◆ Job 1 ◆
Reproduce the passage on winter watering in Arizona word for word.

◆ Document excerpt ◆
▬▬▬

In many areas of the country, the winter months offer a respite from the gardening chores that take up so much of our time in summer, spring, and fall, and as the snow falls gently to the ground, blanketing our yards and gardens in white, we watch warm and happy from the window in our living rooms. In Arizona, however, winter is not the break we may think we deserve! Mild temperatures and semi-frequent rainfalls make this season the one where a majority of the work on our gardens is done, but don’t worry; you will still get a break when summer rolls around again and scorching temperatures have you watching the world go by your window as you stay cool, comfortable, and happy inside your home sweet home! This guide to watering in the winter, will help keep your plants, trees, and flowers strong and healthy enough to endure the summer heat that you try to avoid.
We Don’t Water Trees, Do We?

▬▬▬

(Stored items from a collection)
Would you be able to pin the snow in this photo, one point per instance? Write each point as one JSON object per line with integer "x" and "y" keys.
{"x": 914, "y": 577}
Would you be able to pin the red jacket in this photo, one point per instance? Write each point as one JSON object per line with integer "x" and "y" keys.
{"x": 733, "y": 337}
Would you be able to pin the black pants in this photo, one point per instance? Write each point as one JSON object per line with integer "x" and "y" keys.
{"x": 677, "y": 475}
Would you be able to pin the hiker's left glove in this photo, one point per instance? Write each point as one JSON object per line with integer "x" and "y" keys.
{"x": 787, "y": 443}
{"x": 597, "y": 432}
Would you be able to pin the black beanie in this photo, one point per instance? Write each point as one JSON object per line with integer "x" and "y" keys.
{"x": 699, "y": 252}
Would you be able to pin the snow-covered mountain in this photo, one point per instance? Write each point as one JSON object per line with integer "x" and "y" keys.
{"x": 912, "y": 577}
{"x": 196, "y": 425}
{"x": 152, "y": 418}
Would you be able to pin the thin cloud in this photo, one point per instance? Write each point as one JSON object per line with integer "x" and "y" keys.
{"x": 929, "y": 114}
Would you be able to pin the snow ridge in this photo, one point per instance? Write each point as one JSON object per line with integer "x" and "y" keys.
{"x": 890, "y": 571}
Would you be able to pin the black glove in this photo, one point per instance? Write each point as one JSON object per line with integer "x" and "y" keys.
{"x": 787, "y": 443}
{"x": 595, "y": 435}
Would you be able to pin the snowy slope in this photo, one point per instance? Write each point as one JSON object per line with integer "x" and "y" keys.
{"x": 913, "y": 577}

▬▬▬

◆ Job 2 ◆
Rewrite the stretch of entries from the one containing "Would you be able to pin the snow-covered" through the last entry, replacing "thin cloud" with "wispy cloud" and leaving everything else unchanged. Output only those lines.

◆ Written reply 1 ◆
In many areas of the country, the winter months offer a respite from the gardening chores that take up so much of our time in summer, spring, and fall, and as the snow falls gently to the ground, blanketing our yards and gardens in white, we watch warm and happy from the window in our living rooms. In Arizona, however, winter is not the break we may think we deserve! Mild temperatures and semi-frequent rainfalls make this season the one where a majority of the work on our gardens is done, but don’t worry; you will still get a break when summer rolls around again and scorching temperatures have you watching the world go by your window as you stay cool, comfortable, and happy inside your home sweet home! This guide to watering in the winter, will help keep your plants, trees, and flowers strong and healthy enough to endure the summer heat that you try to avoid.
We Don’t Water Trees, Do We?

◆ Written reply 2 ◆
Would you be able to pin the snow-covered mountain in this photo, one point per instance? Write each point as one JSON object per line with integer "x" and "y" keys.
{"x": 912, "y": 577}
{"x": 196, "y": 425}
{"x": 152, "y": 418}
Would you be able to pin the wispy cloud in this photo, one point per instance? Write each point as one JSON object per line with integer "x" and "y" keys.
{"x": 929, "y": 114}
Would you be able to pin the snow ridge in this photo, one point per instance? Write each point as one JSON object per line with integer "x" and "y" keys.
{"x": 890, "y": 571}
Would you be able to pin the black glove in this photo, one point per instance? Write each point as one JSON object per line with integer "x" and "y" keys.
{"x": 787, "y": 443}
{"x": 595, "y": 435}
Would you be able to pin the snowy slope in this photo, one point per instance? Write each point as one JSON object per line with integer "x" and "y" keys.
{"x": 913, "y": 577}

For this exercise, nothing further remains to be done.